Goal of the exercise: Collect every line in the rows below that contains the word "brown", copying each line in full.

>> Start Supplied records

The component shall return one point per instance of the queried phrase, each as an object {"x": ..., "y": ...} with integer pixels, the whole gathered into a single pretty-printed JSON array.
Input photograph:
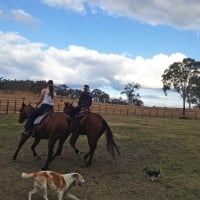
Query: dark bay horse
[
  {"x": 92, "y": 125},
  {"x": 57, "y": 126}
]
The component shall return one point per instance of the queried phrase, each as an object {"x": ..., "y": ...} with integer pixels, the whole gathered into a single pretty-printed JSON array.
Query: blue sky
[{"x": 103, "y": 43}]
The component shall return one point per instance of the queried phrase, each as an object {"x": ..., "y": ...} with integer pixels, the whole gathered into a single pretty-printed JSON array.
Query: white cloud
[
  {"x": 22, "y": 16},
  {"x": 177, "y": 13},
  {"x": 22, "y": 59}
]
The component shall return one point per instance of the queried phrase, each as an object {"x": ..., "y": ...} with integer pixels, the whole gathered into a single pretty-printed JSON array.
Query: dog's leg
[
  {"x": 44, "y": 193},
  {"x": 71, "y": 196},
  {"x": 60, "y": 195},
  {"x": 32, "y": 192}
]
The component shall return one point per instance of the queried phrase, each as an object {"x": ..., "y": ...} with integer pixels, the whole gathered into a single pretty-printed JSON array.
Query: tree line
[
  {"x": 181, "y": 77},
  {"x": 63, "y": 90}
]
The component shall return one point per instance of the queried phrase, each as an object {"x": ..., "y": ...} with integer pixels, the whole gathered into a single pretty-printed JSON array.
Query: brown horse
[
  {"x": 55, "y": 127},
  {"x": 92, "y": 125}
]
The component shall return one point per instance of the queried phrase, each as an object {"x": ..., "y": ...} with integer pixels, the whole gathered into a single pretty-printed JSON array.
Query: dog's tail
[
  {"x": 27, "y": 175},
  {"x": 111, "y": 145}
]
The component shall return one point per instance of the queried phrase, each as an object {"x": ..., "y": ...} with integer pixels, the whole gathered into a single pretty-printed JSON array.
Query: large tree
[
  {"x": 182, "y": 76},
  {"x": 132, "y": 95}
]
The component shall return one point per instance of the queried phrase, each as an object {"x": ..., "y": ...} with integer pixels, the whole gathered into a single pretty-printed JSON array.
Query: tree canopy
[{"x": 183, "y": 77}]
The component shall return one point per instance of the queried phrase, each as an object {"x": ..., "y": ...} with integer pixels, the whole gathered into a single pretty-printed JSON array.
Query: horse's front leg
[
  {"x": 35, "y": 143},
  {"x": 60, "y": 147},
  {"x": 73, "y": 140},
  {"x": 50, "y": 157},
  {"x": 90, "y": 154},
  {"x": 21, "y": 142}
]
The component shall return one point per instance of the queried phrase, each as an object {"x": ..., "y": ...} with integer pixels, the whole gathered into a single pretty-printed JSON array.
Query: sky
[{"x": 103, "y": 43}]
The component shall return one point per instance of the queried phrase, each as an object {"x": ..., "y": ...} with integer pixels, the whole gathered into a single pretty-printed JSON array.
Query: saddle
[
  {"x": 40, "y": 118},
  {"x": 83, "y": 112}
]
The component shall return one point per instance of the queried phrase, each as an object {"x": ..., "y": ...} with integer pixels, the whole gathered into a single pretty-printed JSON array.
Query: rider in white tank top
[{"x": 48, "y": 99}]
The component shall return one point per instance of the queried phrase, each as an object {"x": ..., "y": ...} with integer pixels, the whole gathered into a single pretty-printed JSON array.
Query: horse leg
[
  {"x": 60, "y": 147},
  {"x": 50, "y": 157},
  {"x": 35, "y": 143},
  {"x": 73, "y": 140},
  {"x": 90, "y": 154},
  {"x": 21, "y": 142}
]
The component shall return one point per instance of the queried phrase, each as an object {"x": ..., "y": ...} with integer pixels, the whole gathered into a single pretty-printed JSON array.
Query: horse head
[
  {"x": 68, "y": 107},
  {"x": 24, "y": 111}
]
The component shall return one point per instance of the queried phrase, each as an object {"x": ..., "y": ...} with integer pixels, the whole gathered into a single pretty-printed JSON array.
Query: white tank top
[{"x": 48, "y": 99}]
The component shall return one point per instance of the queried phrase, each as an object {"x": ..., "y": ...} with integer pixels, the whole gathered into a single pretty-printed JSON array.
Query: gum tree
[{"x": 181, "y": 77}]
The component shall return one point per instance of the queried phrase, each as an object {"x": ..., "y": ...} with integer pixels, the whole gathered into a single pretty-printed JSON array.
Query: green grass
[{"x": 172, "y": 145}]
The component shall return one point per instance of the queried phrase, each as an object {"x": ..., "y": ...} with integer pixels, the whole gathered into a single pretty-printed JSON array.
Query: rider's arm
[{"x": 41, "y": 97}]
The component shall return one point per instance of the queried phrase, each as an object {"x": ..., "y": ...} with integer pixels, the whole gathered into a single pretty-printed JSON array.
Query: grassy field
[{"x": 172, "y": 145}]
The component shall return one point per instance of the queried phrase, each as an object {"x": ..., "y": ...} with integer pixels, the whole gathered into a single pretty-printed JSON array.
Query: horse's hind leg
[
  {"x": 35, "y": 143},
  {"x": 21, "y": 142},
  {"x": 90, "y": 154},
  {"x": 73, "y": 140},
  {"x": 50, "y": 157},
  {"x": 60, "y": 147}
]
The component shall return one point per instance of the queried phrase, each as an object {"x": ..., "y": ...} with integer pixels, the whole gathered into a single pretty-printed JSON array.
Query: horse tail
[
  {"x": 111, "y": 145},
  {"x": 28, "y": 175}
]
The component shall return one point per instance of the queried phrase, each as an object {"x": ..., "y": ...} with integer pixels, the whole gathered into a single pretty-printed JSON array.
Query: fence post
[
  {"x": 15, "y": 107},
  {"x": 7, "y": 106}
]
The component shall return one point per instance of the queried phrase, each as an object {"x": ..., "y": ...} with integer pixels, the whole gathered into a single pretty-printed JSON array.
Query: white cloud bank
[
  {"x": 177, "y": 13},
  {"x": 21, "y": 59}
]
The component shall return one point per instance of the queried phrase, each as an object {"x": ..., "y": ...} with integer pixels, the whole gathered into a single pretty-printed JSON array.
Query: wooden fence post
[{"x": 7, "y": 107}]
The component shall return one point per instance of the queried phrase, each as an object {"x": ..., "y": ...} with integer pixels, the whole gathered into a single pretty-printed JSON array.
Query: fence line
[{"x": 13, "y": 106}]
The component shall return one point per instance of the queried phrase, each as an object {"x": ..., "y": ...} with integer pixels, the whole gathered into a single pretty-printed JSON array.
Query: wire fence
[{"x": 13, "y": 106}]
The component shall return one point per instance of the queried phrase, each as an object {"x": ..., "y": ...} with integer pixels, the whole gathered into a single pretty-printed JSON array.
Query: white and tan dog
[{"x": 61, "y": 183}]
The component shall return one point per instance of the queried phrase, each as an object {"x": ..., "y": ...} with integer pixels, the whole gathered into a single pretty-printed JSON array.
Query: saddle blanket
[{"x": 40, "y": 118}]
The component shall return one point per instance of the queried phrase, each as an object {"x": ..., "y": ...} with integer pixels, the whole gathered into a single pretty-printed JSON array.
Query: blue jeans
[{"x": 33, "y": 115}]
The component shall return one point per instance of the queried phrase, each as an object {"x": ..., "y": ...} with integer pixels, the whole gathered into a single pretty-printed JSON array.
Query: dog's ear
[{"x": 78, "y": 179}]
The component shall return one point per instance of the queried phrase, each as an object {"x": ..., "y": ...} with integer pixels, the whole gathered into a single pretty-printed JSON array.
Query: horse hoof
[
  {"x": 37, "y": 158},
  {"x": 43, "y": 168}
]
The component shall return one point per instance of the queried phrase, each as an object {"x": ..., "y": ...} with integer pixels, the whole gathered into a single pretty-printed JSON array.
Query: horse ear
[{"x": 23, "y": 104}]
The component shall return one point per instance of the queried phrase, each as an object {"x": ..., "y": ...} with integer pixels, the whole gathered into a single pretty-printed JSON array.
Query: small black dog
[{"x": 152, "y": 173}]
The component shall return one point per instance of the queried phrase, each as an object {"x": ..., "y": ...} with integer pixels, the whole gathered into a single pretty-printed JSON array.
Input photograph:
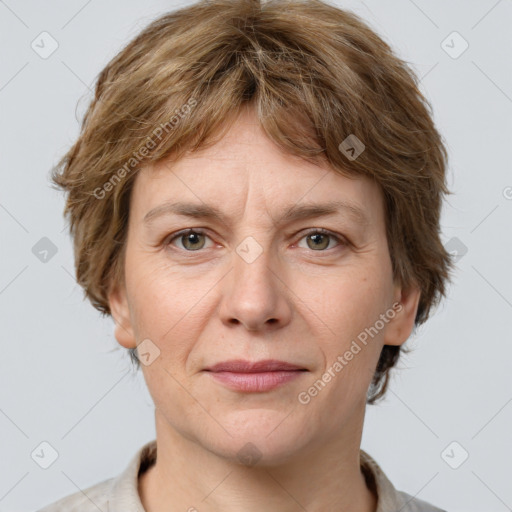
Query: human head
[{"x": 315, "y": 75}]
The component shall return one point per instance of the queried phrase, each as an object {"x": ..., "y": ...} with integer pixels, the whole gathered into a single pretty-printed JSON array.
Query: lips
[
  {"x": 255, "y": 377},
  {"x": 242, "y": 366}
]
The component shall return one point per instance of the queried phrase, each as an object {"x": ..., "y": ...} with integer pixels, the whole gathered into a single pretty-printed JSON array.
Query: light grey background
[{"x": 63, "y": 380}]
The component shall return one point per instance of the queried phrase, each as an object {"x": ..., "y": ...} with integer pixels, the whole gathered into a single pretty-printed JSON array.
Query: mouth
[{"x": 257, "y": 376}]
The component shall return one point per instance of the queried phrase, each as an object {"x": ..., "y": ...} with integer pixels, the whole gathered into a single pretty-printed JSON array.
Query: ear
[
  {"x": 120, "y": 311},
  {"x": 400, "y": 327}
]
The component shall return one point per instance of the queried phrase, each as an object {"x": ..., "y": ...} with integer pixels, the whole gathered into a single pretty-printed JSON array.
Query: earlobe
[
  {"x": 120, "y": 312},
  {"x": 401, "y": 325}
]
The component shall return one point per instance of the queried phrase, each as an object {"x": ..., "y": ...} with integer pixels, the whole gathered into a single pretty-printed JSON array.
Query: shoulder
[
  {"x": 412, "y": 504},
  {"x": 92, "y": 499}
]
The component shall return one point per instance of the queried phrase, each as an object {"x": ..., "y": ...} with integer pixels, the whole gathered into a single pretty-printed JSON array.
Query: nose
[{"x": 255, "y": 294}]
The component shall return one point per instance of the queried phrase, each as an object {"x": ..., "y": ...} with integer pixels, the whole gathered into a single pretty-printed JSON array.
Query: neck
[{"x": 188, "y": 477}]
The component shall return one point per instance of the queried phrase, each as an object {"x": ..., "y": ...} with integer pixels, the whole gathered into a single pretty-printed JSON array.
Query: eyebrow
[{"x": 290, "y": 214}]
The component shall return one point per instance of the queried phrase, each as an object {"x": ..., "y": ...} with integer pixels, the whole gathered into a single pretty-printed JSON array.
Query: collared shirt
[{"x": 120, "y": 494}]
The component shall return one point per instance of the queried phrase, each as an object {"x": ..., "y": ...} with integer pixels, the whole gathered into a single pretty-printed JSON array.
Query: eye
[
  {"x": 192, "y": 239},
  {"x": 319, "y": 239}
]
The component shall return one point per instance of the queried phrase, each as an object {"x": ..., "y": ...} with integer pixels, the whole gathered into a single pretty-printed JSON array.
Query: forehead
[{"x": 245, "y": 170}]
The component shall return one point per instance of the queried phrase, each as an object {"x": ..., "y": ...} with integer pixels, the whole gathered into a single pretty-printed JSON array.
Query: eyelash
[{"x": 341, "y": 240}]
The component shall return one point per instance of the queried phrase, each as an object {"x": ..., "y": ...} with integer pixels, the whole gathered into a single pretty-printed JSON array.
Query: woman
[{"x": 255, "y": 199}]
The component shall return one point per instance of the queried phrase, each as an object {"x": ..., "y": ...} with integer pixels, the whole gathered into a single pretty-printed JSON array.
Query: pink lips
[{"x": 259, "y": 376}]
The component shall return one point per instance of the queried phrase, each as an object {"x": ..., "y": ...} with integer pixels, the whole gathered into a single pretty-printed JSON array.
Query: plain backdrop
[{"x": 64, "y": 382}]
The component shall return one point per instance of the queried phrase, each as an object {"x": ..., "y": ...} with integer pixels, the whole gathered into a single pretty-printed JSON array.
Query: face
[{"x": 257, "y": 284}]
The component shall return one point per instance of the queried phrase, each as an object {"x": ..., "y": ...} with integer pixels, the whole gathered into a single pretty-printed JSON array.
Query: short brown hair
[{"x": 315, "y": 74}]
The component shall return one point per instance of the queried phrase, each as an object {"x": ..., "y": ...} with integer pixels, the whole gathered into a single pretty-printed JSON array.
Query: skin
[{"x": 295, "y": 302}]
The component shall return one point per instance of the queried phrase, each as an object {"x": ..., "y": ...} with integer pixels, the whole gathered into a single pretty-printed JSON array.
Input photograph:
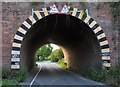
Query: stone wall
[{"x": 13, "y": 15}]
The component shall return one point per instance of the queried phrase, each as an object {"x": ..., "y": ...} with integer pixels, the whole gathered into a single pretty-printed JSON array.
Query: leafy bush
[
  {"x": 56, "y": 55},
  {"x": 9, "y": 83},
  {"x": 62, "y": 63},
  {"x": 13, "y": 77},
  {"x": 109, "y": 77},
  {"x": 5, "y": 73},
  {"x": 21, "y": 75},
  {"x": 97, "y": 75}
]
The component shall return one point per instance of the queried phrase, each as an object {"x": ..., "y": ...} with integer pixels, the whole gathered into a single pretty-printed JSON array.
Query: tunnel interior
[{"x": 77, "y": 41}]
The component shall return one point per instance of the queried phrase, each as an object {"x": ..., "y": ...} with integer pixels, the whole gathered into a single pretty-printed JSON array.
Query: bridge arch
[{"x": 30, "y": 21}]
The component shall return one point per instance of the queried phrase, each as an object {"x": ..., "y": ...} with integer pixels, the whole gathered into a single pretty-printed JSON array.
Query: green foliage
[
  {"x": 21, "y": 75},
  {"x": 62, "y": 63},
  {"x": 97, "y": 75},
  {"x": 5, "y": 73},
  {"x": 56, "y": 55},
  {"x": 98, "y": 6},
  {"x": 43, "y": 52},
  {"x": 109, "y": 77},
  {"x": 114, "y": 8},
  {"x": 84, "y": 5},
  {"x": 9, "y": 83},
  {"x": 13, "y": 77}
]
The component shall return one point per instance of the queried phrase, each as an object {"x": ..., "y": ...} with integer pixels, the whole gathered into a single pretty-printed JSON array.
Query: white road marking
[
  {"x": 35, "y": 75},
  {"x": 78, "y": 75}
]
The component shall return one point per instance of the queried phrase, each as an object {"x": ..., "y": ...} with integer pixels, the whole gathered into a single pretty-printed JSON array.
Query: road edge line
[
  {"x": 77, "y": 75},
  {"x": 35, "y": 76}
]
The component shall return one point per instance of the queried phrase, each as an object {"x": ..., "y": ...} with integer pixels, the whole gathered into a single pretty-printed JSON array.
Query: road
[{"x": 48, "y": 73}]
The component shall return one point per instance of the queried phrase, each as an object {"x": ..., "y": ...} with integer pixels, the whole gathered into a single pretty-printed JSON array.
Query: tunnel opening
[{"x": 78, "y": 42}]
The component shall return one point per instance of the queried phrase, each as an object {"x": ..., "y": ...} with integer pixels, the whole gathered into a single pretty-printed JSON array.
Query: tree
[
  {"x": 56, "y": 55},
  {"x": 43, "y": 52}
]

>> End Supplied records

Solution below:
Query: brown horse
Query: short brown hair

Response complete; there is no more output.